# What needs to be done
Will you restate verbatim the lines running from the line with "shaped like [251,30]." to the end of the data, leaving out everything else?

# Data provided
>>>

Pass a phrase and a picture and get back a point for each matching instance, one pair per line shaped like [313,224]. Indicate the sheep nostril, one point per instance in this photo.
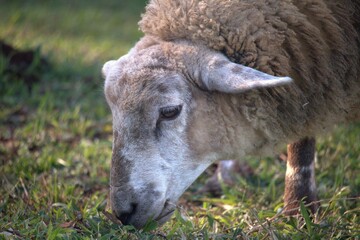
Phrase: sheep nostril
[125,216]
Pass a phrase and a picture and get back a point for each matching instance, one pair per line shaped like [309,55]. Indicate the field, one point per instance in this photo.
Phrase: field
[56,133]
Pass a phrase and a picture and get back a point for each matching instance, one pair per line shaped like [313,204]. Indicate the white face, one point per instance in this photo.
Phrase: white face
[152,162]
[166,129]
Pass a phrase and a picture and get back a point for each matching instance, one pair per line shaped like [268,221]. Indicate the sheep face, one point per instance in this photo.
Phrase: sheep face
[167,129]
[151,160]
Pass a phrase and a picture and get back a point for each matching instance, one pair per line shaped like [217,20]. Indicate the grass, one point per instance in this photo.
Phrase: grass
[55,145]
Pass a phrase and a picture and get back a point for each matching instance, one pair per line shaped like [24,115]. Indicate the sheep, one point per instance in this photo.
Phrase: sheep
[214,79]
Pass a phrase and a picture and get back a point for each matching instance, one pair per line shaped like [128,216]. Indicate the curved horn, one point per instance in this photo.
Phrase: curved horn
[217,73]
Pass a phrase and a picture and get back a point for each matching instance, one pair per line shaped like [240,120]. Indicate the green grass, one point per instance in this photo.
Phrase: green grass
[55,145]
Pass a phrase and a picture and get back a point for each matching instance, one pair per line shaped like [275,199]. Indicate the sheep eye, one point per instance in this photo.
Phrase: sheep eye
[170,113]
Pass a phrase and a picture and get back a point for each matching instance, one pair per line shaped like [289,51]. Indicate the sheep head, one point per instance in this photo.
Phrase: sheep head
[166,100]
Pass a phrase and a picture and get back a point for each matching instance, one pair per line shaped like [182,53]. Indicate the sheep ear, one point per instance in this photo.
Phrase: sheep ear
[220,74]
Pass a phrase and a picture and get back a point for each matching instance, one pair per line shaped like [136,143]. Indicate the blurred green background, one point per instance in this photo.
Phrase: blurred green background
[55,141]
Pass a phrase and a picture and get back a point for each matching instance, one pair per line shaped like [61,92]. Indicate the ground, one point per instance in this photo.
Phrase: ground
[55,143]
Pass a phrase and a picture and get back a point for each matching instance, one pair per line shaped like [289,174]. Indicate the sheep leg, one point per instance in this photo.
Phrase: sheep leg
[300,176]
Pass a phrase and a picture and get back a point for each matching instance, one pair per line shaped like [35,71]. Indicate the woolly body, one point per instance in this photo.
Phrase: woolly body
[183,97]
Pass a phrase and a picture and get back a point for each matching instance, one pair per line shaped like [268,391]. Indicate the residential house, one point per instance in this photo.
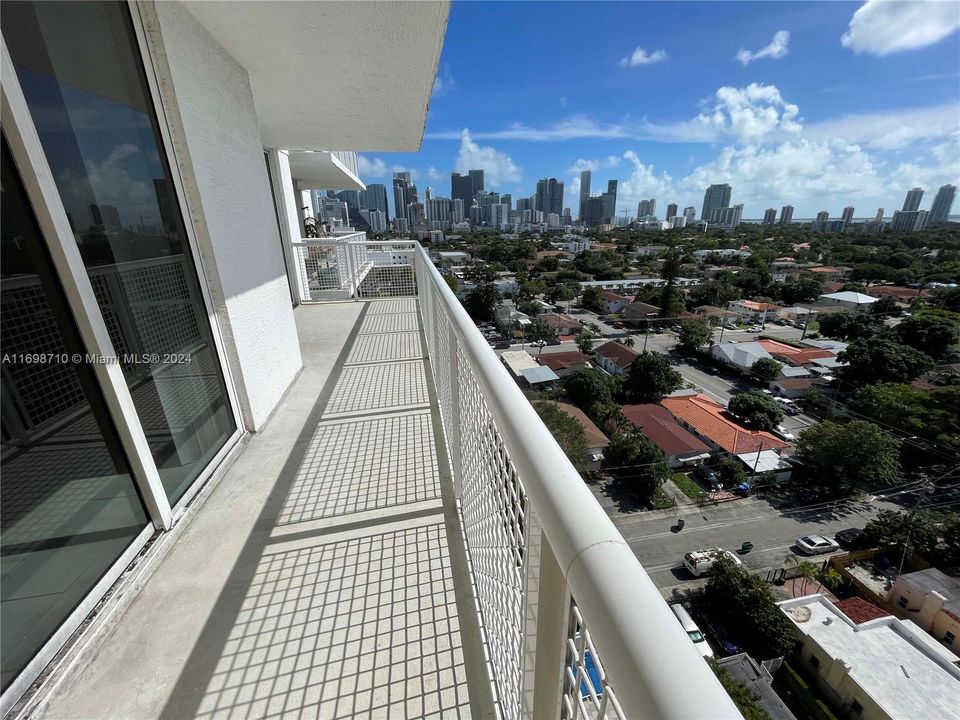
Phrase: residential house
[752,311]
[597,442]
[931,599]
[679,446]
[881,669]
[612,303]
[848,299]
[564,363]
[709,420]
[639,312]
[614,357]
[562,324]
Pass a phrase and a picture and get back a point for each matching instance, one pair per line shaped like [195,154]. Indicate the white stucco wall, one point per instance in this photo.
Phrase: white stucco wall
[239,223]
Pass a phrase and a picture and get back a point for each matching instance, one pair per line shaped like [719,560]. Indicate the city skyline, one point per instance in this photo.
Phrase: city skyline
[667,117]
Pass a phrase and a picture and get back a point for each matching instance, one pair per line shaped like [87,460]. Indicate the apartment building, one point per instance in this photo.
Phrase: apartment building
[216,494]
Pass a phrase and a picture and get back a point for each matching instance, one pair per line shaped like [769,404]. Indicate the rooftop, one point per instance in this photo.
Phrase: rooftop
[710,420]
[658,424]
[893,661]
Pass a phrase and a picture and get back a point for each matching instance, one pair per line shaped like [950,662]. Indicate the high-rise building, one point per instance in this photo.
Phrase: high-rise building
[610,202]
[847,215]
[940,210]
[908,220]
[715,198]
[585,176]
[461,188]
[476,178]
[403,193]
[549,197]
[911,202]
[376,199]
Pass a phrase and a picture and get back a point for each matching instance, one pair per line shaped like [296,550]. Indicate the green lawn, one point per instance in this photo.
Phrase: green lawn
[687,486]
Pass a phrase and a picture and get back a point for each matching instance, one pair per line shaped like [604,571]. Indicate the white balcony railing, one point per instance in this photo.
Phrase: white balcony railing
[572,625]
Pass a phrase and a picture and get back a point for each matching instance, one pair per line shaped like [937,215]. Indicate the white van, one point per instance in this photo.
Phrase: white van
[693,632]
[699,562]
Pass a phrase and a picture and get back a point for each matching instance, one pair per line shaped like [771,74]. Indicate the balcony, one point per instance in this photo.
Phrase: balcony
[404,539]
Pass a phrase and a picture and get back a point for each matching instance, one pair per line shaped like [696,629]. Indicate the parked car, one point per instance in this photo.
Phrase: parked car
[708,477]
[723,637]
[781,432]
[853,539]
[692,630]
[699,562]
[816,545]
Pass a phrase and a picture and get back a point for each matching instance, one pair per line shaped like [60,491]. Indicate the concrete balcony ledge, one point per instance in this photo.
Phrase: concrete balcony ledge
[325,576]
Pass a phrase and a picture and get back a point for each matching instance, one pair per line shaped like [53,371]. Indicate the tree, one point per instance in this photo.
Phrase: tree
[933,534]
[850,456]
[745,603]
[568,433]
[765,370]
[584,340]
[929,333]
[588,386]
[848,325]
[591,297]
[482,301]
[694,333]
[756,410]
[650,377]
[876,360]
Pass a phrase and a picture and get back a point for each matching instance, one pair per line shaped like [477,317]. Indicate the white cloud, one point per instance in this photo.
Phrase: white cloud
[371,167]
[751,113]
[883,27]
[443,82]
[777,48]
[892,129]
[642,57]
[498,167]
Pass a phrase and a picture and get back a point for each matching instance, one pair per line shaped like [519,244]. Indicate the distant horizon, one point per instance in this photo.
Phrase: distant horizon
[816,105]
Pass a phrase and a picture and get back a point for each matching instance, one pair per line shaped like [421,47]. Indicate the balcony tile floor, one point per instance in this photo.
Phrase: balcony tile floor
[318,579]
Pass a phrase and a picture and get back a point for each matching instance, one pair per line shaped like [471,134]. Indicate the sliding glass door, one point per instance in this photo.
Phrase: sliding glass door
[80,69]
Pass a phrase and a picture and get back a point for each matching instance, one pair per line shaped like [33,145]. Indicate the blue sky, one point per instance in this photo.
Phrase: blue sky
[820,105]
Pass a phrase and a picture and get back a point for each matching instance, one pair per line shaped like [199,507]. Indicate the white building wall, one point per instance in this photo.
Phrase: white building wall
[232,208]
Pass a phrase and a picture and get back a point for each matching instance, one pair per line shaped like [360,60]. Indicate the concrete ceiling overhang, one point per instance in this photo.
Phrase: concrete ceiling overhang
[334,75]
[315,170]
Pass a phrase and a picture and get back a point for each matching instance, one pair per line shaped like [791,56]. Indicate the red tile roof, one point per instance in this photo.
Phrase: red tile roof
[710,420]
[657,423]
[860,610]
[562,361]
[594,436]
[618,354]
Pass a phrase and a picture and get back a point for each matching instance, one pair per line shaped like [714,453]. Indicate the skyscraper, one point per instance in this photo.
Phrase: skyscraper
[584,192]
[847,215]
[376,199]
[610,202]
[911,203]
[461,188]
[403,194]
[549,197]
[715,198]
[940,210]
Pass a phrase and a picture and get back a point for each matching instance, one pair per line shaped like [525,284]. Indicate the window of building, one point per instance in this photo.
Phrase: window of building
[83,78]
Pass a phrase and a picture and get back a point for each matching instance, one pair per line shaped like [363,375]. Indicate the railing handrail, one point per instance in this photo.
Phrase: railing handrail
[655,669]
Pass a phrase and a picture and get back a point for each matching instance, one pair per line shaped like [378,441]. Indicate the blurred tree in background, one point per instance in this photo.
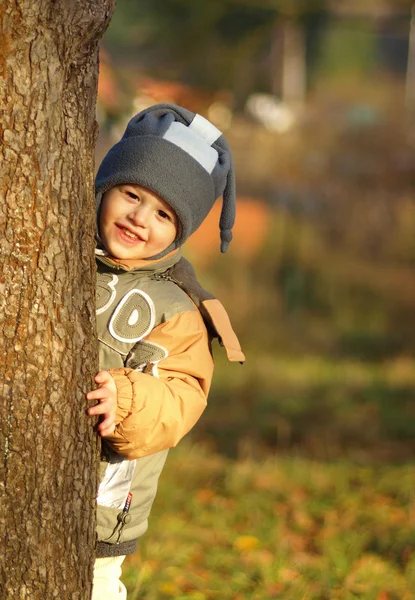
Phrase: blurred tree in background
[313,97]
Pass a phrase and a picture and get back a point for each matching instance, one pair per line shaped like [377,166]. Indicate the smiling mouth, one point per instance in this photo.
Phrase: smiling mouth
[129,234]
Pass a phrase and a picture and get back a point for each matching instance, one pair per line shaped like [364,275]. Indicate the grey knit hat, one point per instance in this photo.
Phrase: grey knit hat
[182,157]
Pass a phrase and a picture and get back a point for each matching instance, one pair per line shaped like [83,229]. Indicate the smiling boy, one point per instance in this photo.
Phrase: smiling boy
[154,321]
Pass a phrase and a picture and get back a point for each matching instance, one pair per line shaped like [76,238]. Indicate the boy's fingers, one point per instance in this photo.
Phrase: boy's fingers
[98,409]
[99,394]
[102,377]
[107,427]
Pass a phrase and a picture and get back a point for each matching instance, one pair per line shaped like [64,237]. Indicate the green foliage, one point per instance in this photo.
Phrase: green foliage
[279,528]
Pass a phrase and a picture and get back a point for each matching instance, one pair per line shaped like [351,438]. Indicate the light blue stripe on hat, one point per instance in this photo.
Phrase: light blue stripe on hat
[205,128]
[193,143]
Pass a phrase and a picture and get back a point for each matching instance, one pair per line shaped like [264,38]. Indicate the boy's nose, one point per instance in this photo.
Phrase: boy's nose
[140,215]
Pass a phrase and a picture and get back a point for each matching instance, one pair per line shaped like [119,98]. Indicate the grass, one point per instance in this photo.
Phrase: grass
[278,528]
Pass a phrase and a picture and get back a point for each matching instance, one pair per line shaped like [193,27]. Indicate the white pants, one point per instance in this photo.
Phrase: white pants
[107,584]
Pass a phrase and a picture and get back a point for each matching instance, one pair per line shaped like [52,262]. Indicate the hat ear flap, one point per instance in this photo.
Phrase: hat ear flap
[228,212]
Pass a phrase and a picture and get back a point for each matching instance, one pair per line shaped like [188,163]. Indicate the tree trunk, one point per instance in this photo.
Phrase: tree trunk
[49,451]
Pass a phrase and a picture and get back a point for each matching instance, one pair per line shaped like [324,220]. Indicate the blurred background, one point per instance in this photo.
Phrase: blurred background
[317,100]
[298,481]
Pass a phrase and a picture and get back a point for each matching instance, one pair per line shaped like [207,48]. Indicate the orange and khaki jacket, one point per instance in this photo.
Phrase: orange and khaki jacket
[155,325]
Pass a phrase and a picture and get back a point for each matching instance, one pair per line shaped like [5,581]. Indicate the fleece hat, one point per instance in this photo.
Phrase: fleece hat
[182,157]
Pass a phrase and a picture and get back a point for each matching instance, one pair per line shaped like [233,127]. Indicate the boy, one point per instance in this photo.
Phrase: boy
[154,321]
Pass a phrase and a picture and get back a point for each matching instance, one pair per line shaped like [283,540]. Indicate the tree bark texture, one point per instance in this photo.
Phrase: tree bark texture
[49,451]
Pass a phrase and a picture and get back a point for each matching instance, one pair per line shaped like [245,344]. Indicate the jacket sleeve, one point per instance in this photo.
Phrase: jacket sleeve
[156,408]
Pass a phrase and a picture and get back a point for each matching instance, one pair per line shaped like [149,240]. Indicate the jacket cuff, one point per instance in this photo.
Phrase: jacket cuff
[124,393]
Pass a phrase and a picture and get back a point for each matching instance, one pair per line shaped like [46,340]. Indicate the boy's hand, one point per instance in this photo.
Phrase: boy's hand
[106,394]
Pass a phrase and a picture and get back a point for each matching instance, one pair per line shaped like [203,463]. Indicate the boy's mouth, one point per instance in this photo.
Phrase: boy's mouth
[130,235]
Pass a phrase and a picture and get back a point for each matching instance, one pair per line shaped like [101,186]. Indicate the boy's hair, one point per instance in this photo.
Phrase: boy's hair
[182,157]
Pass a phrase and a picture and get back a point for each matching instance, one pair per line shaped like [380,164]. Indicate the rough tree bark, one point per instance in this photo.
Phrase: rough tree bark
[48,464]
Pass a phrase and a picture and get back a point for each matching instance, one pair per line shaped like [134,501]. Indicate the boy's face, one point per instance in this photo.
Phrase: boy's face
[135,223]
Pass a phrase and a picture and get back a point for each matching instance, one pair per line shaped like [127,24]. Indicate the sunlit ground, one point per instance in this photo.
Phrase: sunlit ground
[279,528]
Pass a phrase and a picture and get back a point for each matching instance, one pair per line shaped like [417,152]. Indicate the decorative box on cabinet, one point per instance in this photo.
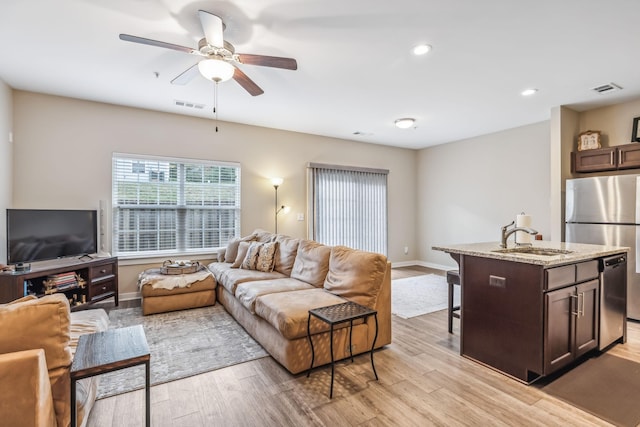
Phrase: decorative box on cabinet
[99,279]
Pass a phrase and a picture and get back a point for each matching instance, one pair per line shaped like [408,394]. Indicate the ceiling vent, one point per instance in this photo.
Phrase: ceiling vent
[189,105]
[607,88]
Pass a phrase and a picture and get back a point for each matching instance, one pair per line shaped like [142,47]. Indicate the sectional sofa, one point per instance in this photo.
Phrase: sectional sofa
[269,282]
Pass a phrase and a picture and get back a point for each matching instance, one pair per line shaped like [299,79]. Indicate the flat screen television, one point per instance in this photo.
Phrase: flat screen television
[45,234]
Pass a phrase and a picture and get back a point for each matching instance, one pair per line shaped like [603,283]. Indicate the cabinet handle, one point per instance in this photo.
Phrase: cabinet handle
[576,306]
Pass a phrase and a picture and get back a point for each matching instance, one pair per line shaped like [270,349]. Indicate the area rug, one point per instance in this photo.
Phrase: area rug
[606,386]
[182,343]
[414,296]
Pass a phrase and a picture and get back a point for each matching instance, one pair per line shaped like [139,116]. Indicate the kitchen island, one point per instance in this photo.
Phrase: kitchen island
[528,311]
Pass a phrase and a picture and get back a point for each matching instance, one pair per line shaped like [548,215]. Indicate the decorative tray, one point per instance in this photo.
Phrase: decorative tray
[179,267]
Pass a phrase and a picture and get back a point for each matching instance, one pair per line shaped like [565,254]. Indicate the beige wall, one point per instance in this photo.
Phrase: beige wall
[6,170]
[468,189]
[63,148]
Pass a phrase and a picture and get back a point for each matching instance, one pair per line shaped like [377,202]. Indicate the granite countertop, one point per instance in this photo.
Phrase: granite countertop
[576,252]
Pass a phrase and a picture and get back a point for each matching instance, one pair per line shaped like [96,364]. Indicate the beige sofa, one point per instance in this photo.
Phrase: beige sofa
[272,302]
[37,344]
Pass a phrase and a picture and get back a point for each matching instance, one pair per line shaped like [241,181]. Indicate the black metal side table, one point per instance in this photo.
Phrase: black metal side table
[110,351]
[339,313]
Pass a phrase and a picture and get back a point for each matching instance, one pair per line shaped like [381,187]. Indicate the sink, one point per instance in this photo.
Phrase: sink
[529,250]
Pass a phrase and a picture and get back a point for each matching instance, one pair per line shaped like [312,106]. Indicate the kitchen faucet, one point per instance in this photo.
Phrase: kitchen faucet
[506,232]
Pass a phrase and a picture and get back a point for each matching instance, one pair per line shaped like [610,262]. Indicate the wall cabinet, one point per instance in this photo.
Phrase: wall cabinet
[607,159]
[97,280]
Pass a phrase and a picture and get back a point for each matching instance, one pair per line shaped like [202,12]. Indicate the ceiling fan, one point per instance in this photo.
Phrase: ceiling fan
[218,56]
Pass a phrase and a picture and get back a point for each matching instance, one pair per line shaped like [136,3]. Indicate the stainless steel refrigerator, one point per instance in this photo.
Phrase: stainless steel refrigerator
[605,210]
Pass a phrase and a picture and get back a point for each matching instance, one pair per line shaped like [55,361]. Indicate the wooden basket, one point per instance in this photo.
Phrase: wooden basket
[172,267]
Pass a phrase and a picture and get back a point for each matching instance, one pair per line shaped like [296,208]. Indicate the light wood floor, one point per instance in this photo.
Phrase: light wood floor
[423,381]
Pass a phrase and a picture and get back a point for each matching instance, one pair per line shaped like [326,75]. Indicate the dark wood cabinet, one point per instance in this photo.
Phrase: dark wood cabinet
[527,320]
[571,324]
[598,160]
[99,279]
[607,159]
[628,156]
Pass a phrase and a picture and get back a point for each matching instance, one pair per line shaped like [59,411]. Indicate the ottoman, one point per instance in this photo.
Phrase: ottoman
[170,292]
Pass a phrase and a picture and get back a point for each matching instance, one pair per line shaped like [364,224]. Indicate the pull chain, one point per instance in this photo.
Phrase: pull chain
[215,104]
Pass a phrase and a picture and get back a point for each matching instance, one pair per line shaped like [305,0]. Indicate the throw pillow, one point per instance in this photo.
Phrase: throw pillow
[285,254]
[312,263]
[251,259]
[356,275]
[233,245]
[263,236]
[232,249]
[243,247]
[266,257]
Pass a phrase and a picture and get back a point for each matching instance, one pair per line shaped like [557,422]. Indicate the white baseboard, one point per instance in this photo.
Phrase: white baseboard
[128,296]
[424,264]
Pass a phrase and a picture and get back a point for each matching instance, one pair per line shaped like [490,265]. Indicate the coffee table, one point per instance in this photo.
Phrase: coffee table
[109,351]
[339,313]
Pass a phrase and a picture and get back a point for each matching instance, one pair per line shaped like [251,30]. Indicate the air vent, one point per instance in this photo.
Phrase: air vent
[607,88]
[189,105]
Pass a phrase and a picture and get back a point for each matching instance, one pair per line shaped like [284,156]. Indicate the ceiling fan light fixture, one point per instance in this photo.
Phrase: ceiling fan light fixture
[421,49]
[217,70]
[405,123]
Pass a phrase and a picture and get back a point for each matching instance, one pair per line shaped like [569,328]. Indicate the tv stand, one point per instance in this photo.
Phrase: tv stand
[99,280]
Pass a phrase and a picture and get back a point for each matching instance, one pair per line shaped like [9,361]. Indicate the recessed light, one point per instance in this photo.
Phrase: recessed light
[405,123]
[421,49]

<<<

# Solution to this task
Pass a phrase and a picture and get back a point for each matching instance, one pair per line shaped like [251,30]. Indicate the air vent, one point per instance in this photo.
Phrase: air vent
[607,88]
[189,105]
Pass a phrase and a picture and get back a point for each matching instance, one pair per line shaped like [284,156]. Indicate the ceiling fan light fixture, one point per instance in this photo.
Phrase: ceiling fan light fixture
[421,49]
[217,70]
[405,123]
Pass a phrase and a picture and get back a point for each matching instance, one pair per line shaped like [569,328]. Indicate the tv stand, one point per instance in this photo.
Phrase: tv stand
[99,280]
Pass a phrase and a picture and get back a point for each matching instance, one pair per line shaped like [9,361]. Indicate the recessed light, one point per instance in this photo.
Phrase: recessed light
[405,123]
[421,49]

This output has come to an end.